What is asked
Repeat the data that follows, word for word, without the images.

(Point-based annotation data)
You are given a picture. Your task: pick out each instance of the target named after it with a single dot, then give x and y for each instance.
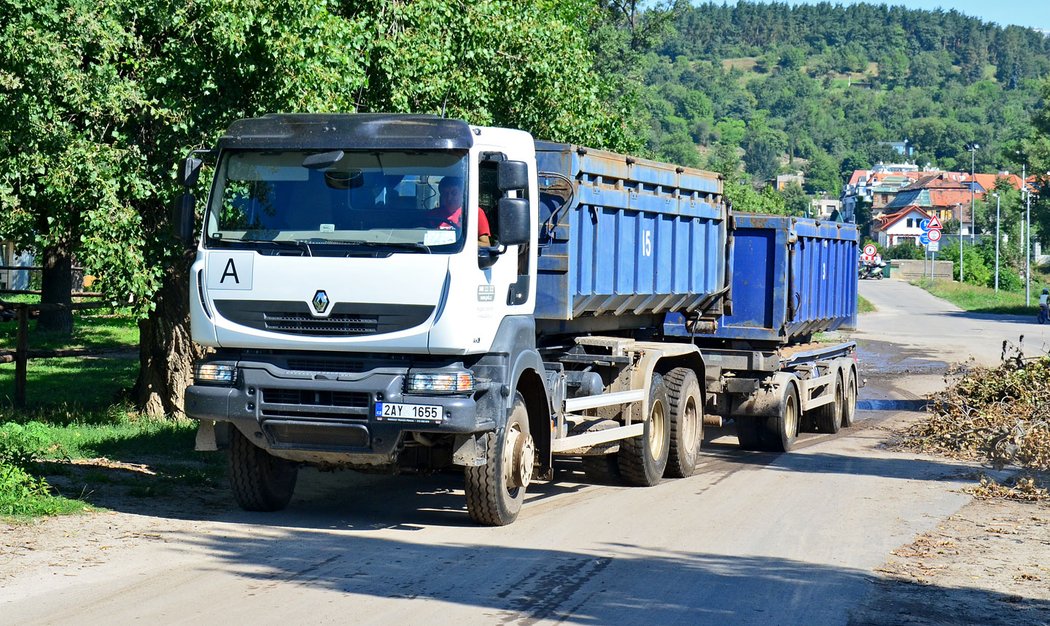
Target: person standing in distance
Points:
(449, 211)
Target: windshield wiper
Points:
(297, 244)
(398, 245)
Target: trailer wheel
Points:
(828, 417)
(603, 470)
(260, 481)
(496, 491)
(687, 422)
(643, 459)
(779, 432)
(849, 400)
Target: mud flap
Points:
(470, 451)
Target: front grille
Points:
(309, 434)
(303, 324)
(315, 398)
(347, 319)
(317, 364)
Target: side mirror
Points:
(511, 175)
(189, 171)
(183, 218)
(513, 226)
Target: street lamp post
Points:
(996, 241)
(1028, 246)
(973, 220)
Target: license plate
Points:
(399, 412)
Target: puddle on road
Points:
(891, 404)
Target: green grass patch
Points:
(66, 389)
(102, 331)
(981, 299)
(139, 457)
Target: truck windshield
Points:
(338, 202)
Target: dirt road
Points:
(804, 538)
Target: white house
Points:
(900, 227)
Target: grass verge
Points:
(78, 443)
(981, 299)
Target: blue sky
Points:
(1031, 13)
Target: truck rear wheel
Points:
(260, 481)
(849, 400)
(779, 432)
(687, 421)
(828, 417)
(643, 459)
(496, 491)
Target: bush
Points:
(21, 444)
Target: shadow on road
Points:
(611, 584)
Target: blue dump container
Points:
(791, 277)
(624, 241)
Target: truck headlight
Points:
(439, 382)
(215, 373)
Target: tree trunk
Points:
(56, 286)
(166, 352)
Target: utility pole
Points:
(973, 182)
(1028, 246)
(996, 241)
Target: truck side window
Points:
(488, 194)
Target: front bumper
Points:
(328, 417)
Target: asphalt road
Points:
(753, 538)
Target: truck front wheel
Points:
(496, 491)
(260, 481)
(643, 459)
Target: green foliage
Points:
(21, 444)
(70, 173)
(984, 299)
(868, 75)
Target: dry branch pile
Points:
(1000, 416)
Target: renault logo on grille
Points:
(320, 300)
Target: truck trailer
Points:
(411, 293)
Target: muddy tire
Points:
(602, 470)
(496, 491)
(849, 400)
(259, 480)
(686, 409)
(779, 432)
(828, 418)
(643, 459)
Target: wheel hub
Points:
(519, 458)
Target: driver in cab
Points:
(449, 211)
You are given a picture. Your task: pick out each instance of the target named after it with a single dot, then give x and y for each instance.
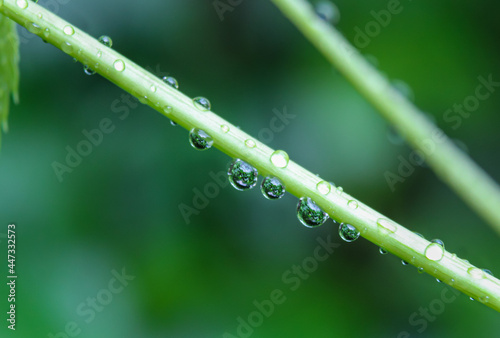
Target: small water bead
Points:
(327, 11)
(438, 241)
(69, 30)
(172, 82)
(23, 4)
(250, 143)
(434, 252)
(353, 204)
(119, 65)
(386, 225)
(309, 214)
(200, 140)
(272, 188)
(488, 272)
(323, 187)
(202, 103)
(280, 159)
(67, 47)
(348, 232)
(476, 273)
(87, 70)
(106, 41)
(242, 175)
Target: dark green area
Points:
(119, 207)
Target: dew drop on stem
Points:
(272, 188)
(348, 232)
(200, 140)
(310, 214)
(242, 175)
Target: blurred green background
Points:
(120, 207)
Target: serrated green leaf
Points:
(9, 67)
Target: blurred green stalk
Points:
(151, 90)
(452, 165)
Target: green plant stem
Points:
(452, 165)
(300, 182)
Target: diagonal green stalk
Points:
(232, 141)
(452, 165)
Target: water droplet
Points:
(279, 158)
(23, 4)
(310, 214)
(438, 241)
(327, 11)
(386, 225)
(476, 273)
(323, 187)
(172, 82)
(119, 65)
(202, 103)
(348, 232)
(200, 140)
(434, 252)
(106, 41)
(353, 204)
(488, 272)
(67, 47)
(69, 30)
(242, 175)
(250, 143)
(88, 70)
(272, 188)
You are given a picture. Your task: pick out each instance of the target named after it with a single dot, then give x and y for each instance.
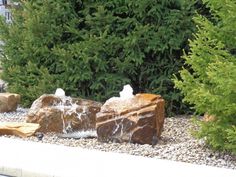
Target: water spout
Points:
(60, 92)
(127, 92)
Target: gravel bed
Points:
(176, 143)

Result of the exercise
You are given a picture. Your task: pick out each instance of the target named after it with a single dot, then give x and y for each instance.
Target: person standing in distance
Points:
(449, 211)
Target: windshield wiper
Points:
(297, 244)
(398, 245)
Target: trailer wheel
Points:
(828, 417)
(603, 470)
(260, 481)
(496, 491)
(687, 422)
(643, 459)
(779, 432)
(849, 400)
Target: mud flap
Points:
(470, 451)
Target: front grille
Points:
(309, 434)
(303, 324)
(315, 398)
(347, 319)
(317, 364)
Target: side mirror
Points:
(511, 175)
(189, 171)
(183, 218)
(513, 226)
Target: street lamp post
Points:
(996, 241)
(1028, 246)
(973, 220)
Target: license plate
Points:
(399, 412)
Target: puddle on road
Points:
(891, 404)
Target: green grass patch
Points:
(66, 389)
(102, 331)
(981, 299)
(139, 457)
Target: truck windshield
Points:
(338, 202)
Target: dirt road
Points:
(804, 538)
Target: white house
Points:
(900, 227)
Target: grass verge
Points:
(78, 443)
(981, 299)
Target: blue sky
Points:
(1031, 13)
Target: truck rear wheel
Points:
(260, 481)
(849, 400)
(779, 432)
(687, 421)
(828, 417)
(643, 459)
(496, 491)
Target: bush
Points:
(21, 444)
Target: shadow on road
Points:
(611, 584)
Target: blue dump container
Points:
(791, 277)
(624, 241)
Target: truck headlight
Points:
(439, 382)
(215, 373)
Target: tree trunk
Points:
(56, 286)
(166, 352)
Target: utility pole
Points:
(973, 182)
(1028, 246)
(996, 241)
Target: truck side window
Points:
(488, 194)
Target: front bumper
Points:
(328, 417)
Target: asphalt road
Points:
(753, 538)
Target: truck front wheel
Points:
(496, 491)
(260, 481)
(643, 459)
Target: green foliage
Points:
(21, 444)
(70, 173)
(984, 299)
(868, 75)
Target: dry branch pile
Points:
(1000, 416)
Target: renault logo on grille
Points:
(320, 300)
Target: truck trailer
Points:
(411, 293)
Target: muddy tire
Points:
(602, 470)
(496, 491)
(849, 400)
(259, 480)
(686, 409)
(779, 432)
(828, 418)
(643, 459)
Target: wheel hub
Points:
(519, 458)
Target: driver in cab
Points:
(449, 211)
You are given a picture. Your task: pick out each instance of the target named after it with a single dot, then give x and y for each instance.
Target: small water bead
Points:
(327, 11)
(438, 241)
(69, 30)
(172, 82)
(23, 4)
(250, 143)
(434, 252)
(353, 204)
(119, 65)
(386, 225)
(309, 214)
(200, 140)
(272, 188)
(488, 272)
(323, 187)
(202, 103)
(280, 159)
(67, 47)
(348, 232)
(476, 273)
(87, 70)
(106, 41)
(242, 175)
Target: dark green area
Points:
(119, 207)
Target: dew drop on stem
Points:
(272, 188)
(348, 232)
(200, 140)
(310, 214)
(242, 175)
Target: blurred green background
Points:
(120, 207)
Target: serrated green leaf
Points:
(9, 67)
Target: blurred green stalk
Points:
(151, 90)
(452, 165)
Target: green plant stem
Points:
(452, 165)
(300, 182)
Target: diagonal green stalk
Points:
(232, 141)
(452, 165)
Target: water droplet
Points:
(279, 158)
(23, 4)
(310, 214)
(438, 241)
(327, 11)
(386, 225)
(476, 273)
(323, 187)
(172, 82)
(119, 65)
(202, 103)
(348, 232)
(200, 140)
(434, 252)
(106, 41)
(353, 204)
(488, 272)
(67, 47)
(69, 30)
(242, 175)
(250, 143)
(88, 70)
(272, 188)
You are given a picture. Your task: pick out each instance of the target named after it with a single dot, then give x and y for each instance.
Target: water spout
Points:
(60, 92)
(127, 92)
Target: gravel bed
Points:
(176, 143)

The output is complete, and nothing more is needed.